→ **THINGS TO DO**:
1) In the review excerpt below, condense the paragraph beginning "Visual imagery in Flowers by the Road is strong" into a single shorter sentence that keeps its main facts.
2) According to the review excerpt below, in which poem does the barbed hook appear?

→ **EXCERPTED PASSAGE**:

^^^^^^^^

Templar Poetry, 2017    £6.00

Painting a picture with a poem

Visual imagery in Flowers by the Road is strong – and the front cover holds a brilliant full colour painting (I think by the author, though not credited) illustrating the title poem. It’s a brilliant image of ‘the greatest fire our world / has ever seen or ever known’, a pyre of golden swirling flames.

I came away from reading the pamphlet with more pictures in my head. It was the visual detail that grabbed me, rather than the emotion that sometimes intensified towards the ending of a poem. (At times I would have liked a poem to stop before it did.) 

The image that has stayed with me most is the barbed hook in ‘The Cat Stone Cast’. This is a poem with a story – a true story I am sure – about the author going fishing with ‘a neighbour’s son, a boy five years older’ who knew far more about fishing than he did. The scene is set beautifully:

The world was alive but the sun would soon be gone,
dipping below Garside Hey to leave only filtered light

that charged insects to life.

^^^^^^^^

→ **RECORD EXTRACTS**:

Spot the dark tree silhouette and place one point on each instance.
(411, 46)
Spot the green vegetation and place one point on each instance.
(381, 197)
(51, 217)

^^^^^^^^

→ **RESULTS IN ORDER**:
1) The pamphlet's imagery is strong, and its cover carries a full-color painting, uncredited but possibly by the author, that illustrates the title poem with a pyre of golden swirling flames.

2) 'The Cat Stone Cast'